Material supplied start
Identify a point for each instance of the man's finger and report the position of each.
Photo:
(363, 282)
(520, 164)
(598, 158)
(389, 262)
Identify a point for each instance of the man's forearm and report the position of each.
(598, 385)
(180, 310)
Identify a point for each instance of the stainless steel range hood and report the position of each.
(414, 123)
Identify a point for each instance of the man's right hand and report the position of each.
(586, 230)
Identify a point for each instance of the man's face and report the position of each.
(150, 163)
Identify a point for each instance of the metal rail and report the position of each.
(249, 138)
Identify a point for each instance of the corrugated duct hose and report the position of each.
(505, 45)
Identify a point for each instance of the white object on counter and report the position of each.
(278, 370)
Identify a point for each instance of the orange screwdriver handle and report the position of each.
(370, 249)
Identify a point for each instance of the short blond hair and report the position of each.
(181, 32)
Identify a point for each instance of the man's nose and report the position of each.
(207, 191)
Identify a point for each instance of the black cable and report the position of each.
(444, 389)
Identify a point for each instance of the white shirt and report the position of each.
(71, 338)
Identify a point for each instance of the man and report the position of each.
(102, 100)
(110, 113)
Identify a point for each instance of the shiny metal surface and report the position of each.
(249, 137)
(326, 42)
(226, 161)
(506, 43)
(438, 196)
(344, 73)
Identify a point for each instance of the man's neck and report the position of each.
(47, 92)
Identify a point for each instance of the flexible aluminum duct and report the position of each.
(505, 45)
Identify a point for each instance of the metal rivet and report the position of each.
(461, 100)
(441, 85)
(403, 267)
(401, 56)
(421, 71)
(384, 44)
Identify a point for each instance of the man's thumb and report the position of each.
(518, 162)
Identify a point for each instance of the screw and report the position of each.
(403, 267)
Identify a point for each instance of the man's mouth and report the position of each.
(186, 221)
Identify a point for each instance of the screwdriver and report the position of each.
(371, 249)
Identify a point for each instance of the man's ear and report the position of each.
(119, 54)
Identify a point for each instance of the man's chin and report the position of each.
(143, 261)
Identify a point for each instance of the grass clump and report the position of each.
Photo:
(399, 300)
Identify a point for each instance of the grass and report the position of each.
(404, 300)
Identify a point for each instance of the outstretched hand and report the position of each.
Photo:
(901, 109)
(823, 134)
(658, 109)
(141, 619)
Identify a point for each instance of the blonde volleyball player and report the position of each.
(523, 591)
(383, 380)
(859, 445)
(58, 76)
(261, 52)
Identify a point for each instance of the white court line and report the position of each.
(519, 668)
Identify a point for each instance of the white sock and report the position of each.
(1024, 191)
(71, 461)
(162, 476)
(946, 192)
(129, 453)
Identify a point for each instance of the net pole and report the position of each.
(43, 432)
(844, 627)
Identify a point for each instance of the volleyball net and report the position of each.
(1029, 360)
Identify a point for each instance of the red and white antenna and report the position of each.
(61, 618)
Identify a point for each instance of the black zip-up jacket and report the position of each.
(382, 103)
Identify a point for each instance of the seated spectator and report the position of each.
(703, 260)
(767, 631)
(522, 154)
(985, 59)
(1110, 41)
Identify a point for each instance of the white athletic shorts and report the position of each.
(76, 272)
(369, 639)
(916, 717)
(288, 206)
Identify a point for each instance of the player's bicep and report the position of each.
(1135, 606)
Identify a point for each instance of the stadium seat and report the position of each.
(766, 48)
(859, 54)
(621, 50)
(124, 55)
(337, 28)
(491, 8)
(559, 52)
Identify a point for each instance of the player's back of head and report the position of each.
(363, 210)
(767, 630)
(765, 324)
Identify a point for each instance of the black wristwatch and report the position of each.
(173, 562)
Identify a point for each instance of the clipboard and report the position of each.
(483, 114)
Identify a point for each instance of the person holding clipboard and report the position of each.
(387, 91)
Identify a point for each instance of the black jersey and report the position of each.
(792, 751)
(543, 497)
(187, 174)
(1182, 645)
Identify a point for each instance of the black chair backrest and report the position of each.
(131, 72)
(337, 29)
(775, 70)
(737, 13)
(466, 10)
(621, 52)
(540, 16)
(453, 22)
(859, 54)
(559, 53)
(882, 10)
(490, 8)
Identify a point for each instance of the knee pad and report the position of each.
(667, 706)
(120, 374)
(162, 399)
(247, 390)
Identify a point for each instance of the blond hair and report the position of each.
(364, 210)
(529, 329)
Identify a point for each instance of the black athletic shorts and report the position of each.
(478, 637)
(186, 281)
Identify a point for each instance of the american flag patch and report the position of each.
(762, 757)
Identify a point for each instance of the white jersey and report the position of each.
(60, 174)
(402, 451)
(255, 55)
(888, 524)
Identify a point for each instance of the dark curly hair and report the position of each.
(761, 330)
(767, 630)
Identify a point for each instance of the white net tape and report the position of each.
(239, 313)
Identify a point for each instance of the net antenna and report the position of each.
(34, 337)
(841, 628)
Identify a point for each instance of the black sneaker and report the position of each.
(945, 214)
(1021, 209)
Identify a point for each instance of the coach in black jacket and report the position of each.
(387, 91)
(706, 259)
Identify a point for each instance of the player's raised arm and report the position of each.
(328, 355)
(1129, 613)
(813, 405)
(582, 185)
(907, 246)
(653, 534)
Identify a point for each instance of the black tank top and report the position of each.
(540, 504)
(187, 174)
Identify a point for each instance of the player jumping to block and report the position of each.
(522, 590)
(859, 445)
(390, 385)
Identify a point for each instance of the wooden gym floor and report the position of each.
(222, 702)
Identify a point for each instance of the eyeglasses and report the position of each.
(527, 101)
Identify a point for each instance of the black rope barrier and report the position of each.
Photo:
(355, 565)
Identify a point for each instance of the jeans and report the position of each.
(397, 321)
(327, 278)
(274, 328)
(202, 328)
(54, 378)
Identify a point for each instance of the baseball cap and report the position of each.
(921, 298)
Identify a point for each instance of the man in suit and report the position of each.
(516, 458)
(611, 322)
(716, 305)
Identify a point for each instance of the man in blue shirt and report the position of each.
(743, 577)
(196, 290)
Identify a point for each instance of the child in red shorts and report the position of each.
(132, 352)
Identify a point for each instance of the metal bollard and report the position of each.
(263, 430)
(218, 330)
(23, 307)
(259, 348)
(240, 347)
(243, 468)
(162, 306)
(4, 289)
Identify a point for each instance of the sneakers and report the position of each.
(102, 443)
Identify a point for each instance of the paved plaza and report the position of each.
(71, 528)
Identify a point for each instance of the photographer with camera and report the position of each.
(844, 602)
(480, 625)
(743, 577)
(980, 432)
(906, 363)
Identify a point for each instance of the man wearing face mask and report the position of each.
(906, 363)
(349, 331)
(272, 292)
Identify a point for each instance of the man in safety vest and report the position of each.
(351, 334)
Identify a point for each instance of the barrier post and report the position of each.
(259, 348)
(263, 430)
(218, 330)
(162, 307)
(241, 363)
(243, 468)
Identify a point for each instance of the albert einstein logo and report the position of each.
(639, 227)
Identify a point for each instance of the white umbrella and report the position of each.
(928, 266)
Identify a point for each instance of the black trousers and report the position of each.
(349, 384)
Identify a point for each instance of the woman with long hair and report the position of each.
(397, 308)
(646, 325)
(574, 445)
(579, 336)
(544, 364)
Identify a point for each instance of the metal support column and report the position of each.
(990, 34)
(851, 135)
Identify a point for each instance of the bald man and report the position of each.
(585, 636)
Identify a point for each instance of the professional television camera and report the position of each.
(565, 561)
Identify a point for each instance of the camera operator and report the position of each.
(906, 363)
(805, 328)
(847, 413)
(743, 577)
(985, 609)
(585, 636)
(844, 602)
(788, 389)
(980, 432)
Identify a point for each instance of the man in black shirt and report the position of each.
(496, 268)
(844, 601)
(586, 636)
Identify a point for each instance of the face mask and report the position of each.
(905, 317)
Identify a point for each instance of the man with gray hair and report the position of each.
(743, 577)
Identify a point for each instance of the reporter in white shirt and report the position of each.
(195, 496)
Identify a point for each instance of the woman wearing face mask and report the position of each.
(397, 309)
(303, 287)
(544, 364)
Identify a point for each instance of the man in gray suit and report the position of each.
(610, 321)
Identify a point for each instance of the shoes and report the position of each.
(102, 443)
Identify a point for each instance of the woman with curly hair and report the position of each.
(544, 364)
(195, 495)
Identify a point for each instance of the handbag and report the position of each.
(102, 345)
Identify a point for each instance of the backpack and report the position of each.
Material supplied end
_Stated goal_.
From the line with "Identify a point for each instance of the metal support" through the end of the records, switch each "face mask" to "surgical mask" and leave everything else unchanged. Give back only those lines.

_Exercise output_.
Identify a point for each instance of the metal support column and report the position of each.
(990, 34)
(851, 135)
Identify a point for each instance of the bald man and report the position of each.
(585, 636)
Identify a point for each instance of the professional television camera and report the position of each.
(565, 561)
Identify a point for each instance of the camera operator and report the position of each.
(906, 363)
(805, 328)
(847, 413)
(743, 577)
(985, 609)
(585, 636)
(844, 602)
(788, 389)
(980, 432)
Identify a point for each instance of the man in black shirt and report the position of each.
(496, 268)
(844, 601)
(586, 636)
Identify a point for each instance of the surgical mask and report the position of each.
(905, 317)
Identify a point for each instance of the man with gray hair and report the position of each.
(743, 577)
Identify a point for each instance of the reporter in white shirt and report the position of each.
(195, 496)
Identify a point for each instance of the woman wearing surgical mask and report the position of each.
(397, 309)
(303, 287)
(544, 364)
Identify a point for each instance of the man in gray suit and report the position of each.
(610, 321)
Identify a point for each instance of the shoes and report the position of each.
(102, 443)
Identify a point for each instance of the woman with curly hair and report the position of each.
(544, 364)
(195, 495)
Identify a point for each instance of the handbag and report the position of each.
(102, 345)
Identify a point for each instance of the backpack and report the position of each.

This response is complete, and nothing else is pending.